#### Data supplied ####
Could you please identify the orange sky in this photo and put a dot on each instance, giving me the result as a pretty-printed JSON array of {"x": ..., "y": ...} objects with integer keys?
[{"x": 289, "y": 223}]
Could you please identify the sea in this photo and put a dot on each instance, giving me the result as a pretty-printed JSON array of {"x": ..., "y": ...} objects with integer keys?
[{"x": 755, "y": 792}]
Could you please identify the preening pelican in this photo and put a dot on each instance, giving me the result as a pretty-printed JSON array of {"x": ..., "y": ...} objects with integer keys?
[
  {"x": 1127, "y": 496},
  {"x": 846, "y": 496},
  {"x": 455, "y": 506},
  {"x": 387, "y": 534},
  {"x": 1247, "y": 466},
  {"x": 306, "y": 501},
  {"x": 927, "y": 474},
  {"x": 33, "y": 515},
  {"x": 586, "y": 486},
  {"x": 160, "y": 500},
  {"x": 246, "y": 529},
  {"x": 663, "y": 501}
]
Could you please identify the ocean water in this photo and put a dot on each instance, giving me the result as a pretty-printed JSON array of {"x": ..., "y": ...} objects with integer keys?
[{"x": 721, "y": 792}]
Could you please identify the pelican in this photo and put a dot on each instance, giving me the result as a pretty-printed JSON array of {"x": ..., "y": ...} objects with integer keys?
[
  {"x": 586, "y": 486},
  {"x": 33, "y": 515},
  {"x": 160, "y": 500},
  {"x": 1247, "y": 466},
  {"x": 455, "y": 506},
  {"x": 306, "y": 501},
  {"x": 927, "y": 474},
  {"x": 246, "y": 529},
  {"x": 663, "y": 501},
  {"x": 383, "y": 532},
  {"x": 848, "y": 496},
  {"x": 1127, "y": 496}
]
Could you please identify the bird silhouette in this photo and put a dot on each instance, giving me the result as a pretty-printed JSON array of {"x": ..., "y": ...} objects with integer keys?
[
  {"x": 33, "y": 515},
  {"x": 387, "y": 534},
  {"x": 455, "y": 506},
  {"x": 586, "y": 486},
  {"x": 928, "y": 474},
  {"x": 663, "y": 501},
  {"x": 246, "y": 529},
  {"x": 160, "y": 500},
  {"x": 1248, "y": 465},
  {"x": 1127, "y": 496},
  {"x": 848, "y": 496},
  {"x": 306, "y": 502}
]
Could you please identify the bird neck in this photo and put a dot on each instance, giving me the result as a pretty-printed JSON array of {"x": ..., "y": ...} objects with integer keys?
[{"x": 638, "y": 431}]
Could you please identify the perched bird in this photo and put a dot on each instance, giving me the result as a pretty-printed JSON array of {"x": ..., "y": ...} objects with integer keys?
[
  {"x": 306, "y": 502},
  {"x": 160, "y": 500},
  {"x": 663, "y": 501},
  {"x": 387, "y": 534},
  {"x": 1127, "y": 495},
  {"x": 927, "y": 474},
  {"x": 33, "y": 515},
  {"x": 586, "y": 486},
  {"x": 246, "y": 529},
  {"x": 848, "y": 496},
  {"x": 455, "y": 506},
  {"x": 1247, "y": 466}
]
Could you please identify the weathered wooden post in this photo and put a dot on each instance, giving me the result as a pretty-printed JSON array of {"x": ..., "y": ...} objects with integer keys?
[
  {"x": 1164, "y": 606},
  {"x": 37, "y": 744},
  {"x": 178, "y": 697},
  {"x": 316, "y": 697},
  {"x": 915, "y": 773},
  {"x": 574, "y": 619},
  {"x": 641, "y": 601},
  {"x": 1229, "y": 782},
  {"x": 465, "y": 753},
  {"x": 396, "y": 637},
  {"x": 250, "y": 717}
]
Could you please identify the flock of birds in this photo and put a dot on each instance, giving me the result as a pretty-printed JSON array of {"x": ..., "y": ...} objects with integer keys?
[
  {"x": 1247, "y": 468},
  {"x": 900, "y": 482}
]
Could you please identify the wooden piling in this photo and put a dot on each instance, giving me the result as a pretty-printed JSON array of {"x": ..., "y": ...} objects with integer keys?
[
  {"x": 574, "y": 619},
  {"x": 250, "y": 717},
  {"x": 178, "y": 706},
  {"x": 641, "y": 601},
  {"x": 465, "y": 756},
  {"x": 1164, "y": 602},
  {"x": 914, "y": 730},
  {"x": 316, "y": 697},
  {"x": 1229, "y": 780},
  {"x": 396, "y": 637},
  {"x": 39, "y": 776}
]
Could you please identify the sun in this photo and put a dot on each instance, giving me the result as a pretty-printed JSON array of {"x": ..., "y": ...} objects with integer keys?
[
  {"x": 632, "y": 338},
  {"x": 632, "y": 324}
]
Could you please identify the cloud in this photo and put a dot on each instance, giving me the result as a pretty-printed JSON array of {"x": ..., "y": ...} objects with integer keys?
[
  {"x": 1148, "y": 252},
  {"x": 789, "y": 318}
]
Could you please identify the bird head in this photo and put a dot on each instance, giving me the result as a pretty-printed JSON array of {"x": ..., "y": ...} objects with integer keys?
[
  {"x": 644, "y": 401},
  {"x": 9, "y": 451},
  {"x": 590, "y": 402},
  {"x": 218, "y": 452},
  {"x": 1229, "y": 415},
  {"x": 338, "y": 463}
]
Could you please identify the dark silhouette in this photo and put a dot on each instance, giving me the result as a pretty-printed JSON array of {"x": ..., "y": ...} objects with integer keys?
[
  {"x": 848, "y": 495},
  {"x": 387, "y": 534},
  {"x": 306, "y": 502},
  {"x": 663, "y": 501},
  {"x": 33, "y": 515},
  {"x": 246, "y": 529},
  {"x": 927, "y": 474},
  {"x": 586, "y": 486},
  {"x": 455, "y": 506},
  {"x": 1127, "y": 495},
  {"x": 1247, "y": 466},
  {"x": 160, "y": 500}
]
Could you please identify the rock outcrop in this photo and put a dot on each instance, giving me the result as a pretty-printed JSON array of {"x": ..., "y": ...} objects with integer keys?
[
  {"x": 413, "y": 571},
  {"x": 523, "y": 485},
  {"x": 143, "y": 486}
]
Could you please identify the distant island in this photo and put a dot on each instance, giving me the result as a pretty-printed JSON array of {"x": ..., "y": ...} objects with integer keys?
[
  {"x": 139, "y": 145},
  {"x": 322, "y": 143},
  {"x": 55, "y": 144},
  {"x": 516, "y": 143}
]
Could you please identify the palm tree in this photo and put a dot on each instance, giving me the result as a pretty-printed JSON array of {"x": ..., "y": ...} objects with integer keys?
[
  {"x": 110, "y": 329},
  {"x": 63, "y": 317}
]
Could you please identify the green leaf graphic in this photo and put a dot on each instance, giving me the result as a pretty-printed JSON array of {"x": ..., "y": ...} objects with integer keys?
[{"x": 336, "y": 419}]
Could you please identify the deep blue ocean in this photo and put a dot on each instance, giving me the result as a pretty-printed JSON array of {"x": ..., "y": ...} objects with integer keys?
####
Task statement>
Output the listing above without altering a single character.

Reply>
Could you please identify the orange sky in this photo and put a dot on each instance, giving me the result as a pretty-printed JSON array of {"x": ..., "y": ...} objects with integer keys?
[{"x": 289, "y": 223}]
Could you please identify the sea in this photo and put a dot on each instance, giving me the result as a pretty-printed JSON array of {"x": ..., "y": ...} objects with integer keys?
[{"x": 755, "y": 792}]
Could you please identify the preening pelican in this photo and put a dot on each instance, giving me the result as a pretty-printed JSON array of {"x": ..., "y": ...} objects with integer keys?
[
  {"x": 1127, "y": 496},
  {"x": 846, "y": 496},
  {"x": 455, "y": 506},
  {"x": 387, "y": 534},
  {"x": 1247, "y": 466},
  {"x": 306, "y": 501},
  {"x": 927, "y": 474},
  {"x": 33, "y": 515},
  {"x": 586, "y": 486},
  {"x": 160, "y": 500},
  {"x": 246, "y": 529},
  {"x": 663, "y": 501}
]
Could you please identify the ocean water in this photo and put a dot on each instance, giving me the result as a pretty-printed JSON array of {"x": ..., "y": ...} objects with integer keys?
[{"x": 721, "y": 792}]
Could you please identify the pelican in this photo and put a dot on each instance, giving me the result as a pretty-printed JSON array of {"x": ..., "y": ...} objects with integer keys?
[
  {"x": 586, "y": 486},
  {"x": 33, "y": 515},
  {"x": 160, "y": 500},
  {"x": 1247, "y": 466},
  {"x": 455, "y": 506},
  {"x": 306, "y": 501},
  {"x": 927, "y": 474},
  {"x": 246, "y": 529},
  {"x": 663, "y": 501},
  {"x": 383, "y": 532},
  {"x": 848, "y": 496},
  {"x": 1127, "y": 496}
]
Could you please identify the bird silhouette in this photo and put a dot on each instance, giving me the result as a pretty-printed JSON array of {"x": ..., "y": ...} objects with integer keys?
[
  {"x": 33, "y": 515},
  {"x": 387, "y": 534},
  {"x": 455, "y": 506},
  {"x": 586, "y": 486},
  {"x": 928, "y": 474},
  {"x": 663, "y": 501},
  {"x": 246, "y": 529},
  {"x": 160, "y": 500},
  {"x": 1248, "y": 465},
  {"x": 1127, "y": 496},
  {"x": 848, "y": 496},
  {"x": 306, "y": 502}
]
Could you please identify the bird neck in this photo and put a dot on each instance, giving me the result as a pretty-printed JSON array of {"x": ..., "y": ...} objects with integer keys?
[{"x": 638, "y": 431}]
Could you please identify the perched bird in this photo and put a dot on each instance, giving me the result as a pretty-printed JSON array of {"x": ..., "y": ...} objects with integer keys?
[
  {"x": 306, "y": 502},
  {"x": 160, "y": 500},
  {"x": 663, "y": 501},
  {"x": 387, "y": 534},
  {"x": 1127, "y": 495},
  {"x": 927, "y": 474},
  {"x": 33, "y": 515},
  {"x": 586, "y": 486},
  {"x": 246, "y": 529},
  {"x": 848, "y": 496},
  {"x": 455, "y": 506},
  {"x": 1247, "y": 466}
]
Could you please identify the weathered wooden post in this photo and put a dot on each instance, giving me the result as a pretty-printed JSON array of {"x": ..., "y": ...} objects with integer keys?
[
  {"x": 1164, "y": 606},
  {"x": 37, "y": 744},
  {"x": 178, "y": 697},
  {"x": 316, "y": 697},
  {"x": 915, "y": 773},
  {"x": 574, "y": 619},
  {"x": 641, "y": 601},
  {"x": 1229, "y": 782},
  {"x": 465, "y": 753},
  {"x": 396, "y": 637},
  {"x": 250, "y": 717}
]
Could you please identify the flock of birds in this photo and put a dot on each instance, giving me the result as a pretty-printed JSON array of {"x": ..., "y": ...} objects with integer keys?
[
  {"x": 1247, "y": 468},
  {"x": 900, "y": 482}
]
Could you please identify the wooden piling in this photo and put a dot on each instance, giving me the result as a pretty-printed JSON array of {"x": ..., "y": ...} objects with integer keys?
[
  {"x": 574, "y": 619},
  {"x": 250, "y": 717},
  {"x": 178, "y": 706},
  {"x": 641, "y": 601},
  {"x": 465, "y": 756},
  {"x": 1164, "y": 602},
  {"x": 914, "y": 730},
  {"x": 316, "y": 697},
  {"x": 1229, "y": 780},
  {"x": 396, "y": 637},
  {"x": 39, "y": 776}
]
Could you please identify the sun in this photo and put a dot on each instance, giving me the result as a pretty-printed JSON array of {"x": ..., "y": ...} objects with integer keys?
[
  {"x": 632, "y": 338},
  {"x": 632, "y": 324}
]
Could you please identify the cloud in this photo and put a dot on each instance, giving me the result as a pretty-printed JSON array of {"x": ..., "y": ...} objects with integer keys?
[
  {"x": 1148, "y": 252},
  {"x": 789, "y": 318}
]
Could you please identify the bird head in this photo and put a dot on each instance, giving me the result as a pretty-printed JSON array of {"x": ..., "y": ...} objects with integer keys?
[
  {"x": 644, "y": 401},
  {"x": 9, "y": 451},
  {"x": 590, "y": 402},
  {"x": 218, "y": 452},
  {"x": 1229, "y": 415},
  {"x": 338, "y": 463}
]
Could you please identify the dark silhouette in this photo and put a dot on each instance, giving me the result as a pretty-printed JSON array of {"x": ..., "y": ...} objects with integer keys?
[
  {"x": 848, "y": 495},
  {"x": 387, "y": 534},
  {"x": 306, "y": 502},
  {"x": 663, "y": 501},
  {"x": 33, "y": 515},
  {"x": 246, "y": 529},
  {"x": 927, "y": 474},
  {"x": 586, "y": 486},
  {"x": 455, "y": 506},
  {"x": 1127, "y": 495},
  {"x": 1247, "y": 466},
  {"x": 160, "y": 500}
]
Could you please identify the rock outcrop in this photo and put a dot on each instance, giving me the result as a pretty-printed JSON array of {"x": ..., "y": ...} objects with integer keys?
[
  {"x": 413, "y": 571},
  {"x": 523, "y": 485},
  {"x": 143, "y": 486}
]
Could you please identify the distant island in this photo and put a dot on each instance, giving me the result as a pretty-printed JSON array of {"x": ..., "y": ...} objects with integer keys?
[
  {"x": 139, "y": 145},
  {"x": 322, "y": 143},
  {"x": 55, "y": 144},
  {"x": 516, "y": 143}
]
Could you please identify the palm tree in this photo and put a dot on each instance, giving me the result as a pretty-printed JSON array of {"x": ..., "y": ...} objects with integer keys?
[
  {"x": 110, "y": 329},
  {"x": 63, "y": 317}
]
Could you please identify the green leaf graphic in this photo and put a dot on each instance, giving me the result as a pretty-printed JSON array of {"x": ..., "y": ...} objects with integer keys?
[{"x": 336, "y": 419}]
Could you please identify the deep blue ocean in this photo and put a dot on each instance, giving me the result as a pretty-printed JSON array of {"x": ..., "y": ...} objects with integer keys?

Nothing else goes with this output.